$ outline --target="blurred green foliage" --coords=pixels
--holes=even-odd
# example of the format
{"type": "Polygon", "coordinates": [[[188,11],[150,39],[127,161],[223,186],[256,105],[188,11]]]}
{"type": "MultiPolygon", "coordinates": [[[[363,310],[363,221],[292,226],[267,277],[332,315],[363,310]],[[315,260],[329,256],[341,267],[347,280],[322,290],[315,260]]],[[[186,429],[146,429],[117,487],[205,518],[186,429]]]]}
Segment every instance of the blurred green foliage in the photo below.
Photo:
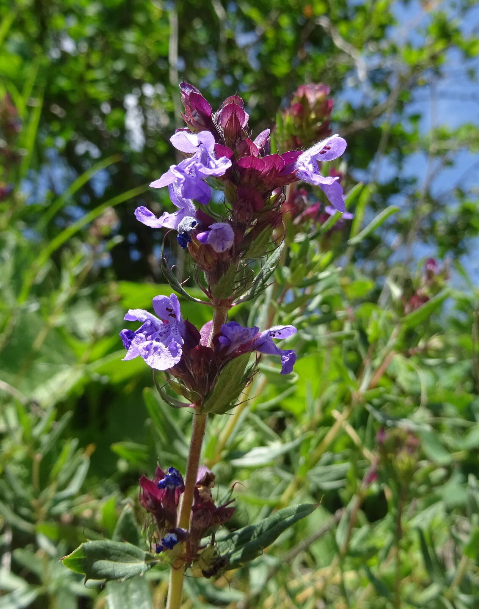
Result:
{"type": "Polygon", "coordinates": [[[478,606],[479,213],[466,178],[479,131],[466,113],[430,111],[441,86],[460,106],[464,83],[474,91],[474,19],[467,0],[0,6],[0,92],[16,108],[0,112],[0,190],[13,185],[0,201],[0,609],[163,606],[166,571],[138,590],[86,587],[58,561],[126,538],[125,505],[144,520],[138,479],[157,460],[184,468],[191,415],[161,402],[142,362],[121,362],[117,336],[126,309],[170,292],[163,235],[133,211],[168,208],[147,184],[174,162],[181,77],[214,106],[237,91],[257,133],[298,85],[326,83],[346,191],[366,185],[343,232],[295,233],[278,290],[232,312],[296,325],[300,357],[285,377],[263,361],[205,443],[220,494],[240,483],[232,530],[320,505],[248,569],[187,579],[185,607],[478,606]],[[409,310],[430,253],[446,270],[409,310]]]}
------------------------------
* [Stated task] Can you copy out every line of the records above word for word, leaving the pictures out?

* [Answer to the task]
$ outline --target="blurred green foliage" --coords=pixels
--holes=even-odd
# example of the format
{"type": "Polygon", "coordinates": [[[188,11],[150,39],[127,161],[223,186],[256,105],[188,11]]]}
{"type": "MultiPolygon", "coordinates": [[[[363,310],[363,221],[292,226],[267,277],[332,315],[363,310]],[[315,260],[329,256],[341,267],[347,280],[322,290],[315,260]]],[[[186,429],[146,429],[117,487],[205,518],[186,429]]]]}
Segment every instance of the blurred green foliage in the photo below.
Photo:
Result:
{"type": "Polygon", "coordinates": [[[478,606],[479,213],[466,178],[479,131],[466,113],[430,111],[441,86],[460,106],[464,83],[474,91],[474,19],[467,0],[0,6],[0,92],[16,108],[0,112],[0,190],[13,185],[0,201],[0,609],[163,606],[166,571],[138,590],[86,587],[58,561],[126,538],[125,505],[144,520],[138,479],[157,460],[184,468],[191,415],[161,402],[142,362],[121,362],[117,336],[126,309],[170,292],[163,235],[133,211],[168,208],[147,184],[174,162],[181,77],[214,106],[237,91],[257,133],[298,85],[326,83],[346,191],[366,185],[343,232],[295,233],[278,290],[232,312],[296,325],[300,357],[285,377],[263,361],[205,443],[220,494],[240,483],[232,530],[320,505],[248,569],[187,579],[185,607],[478,606]],[[409,310],[430,253],[446,270],[409,310]]]}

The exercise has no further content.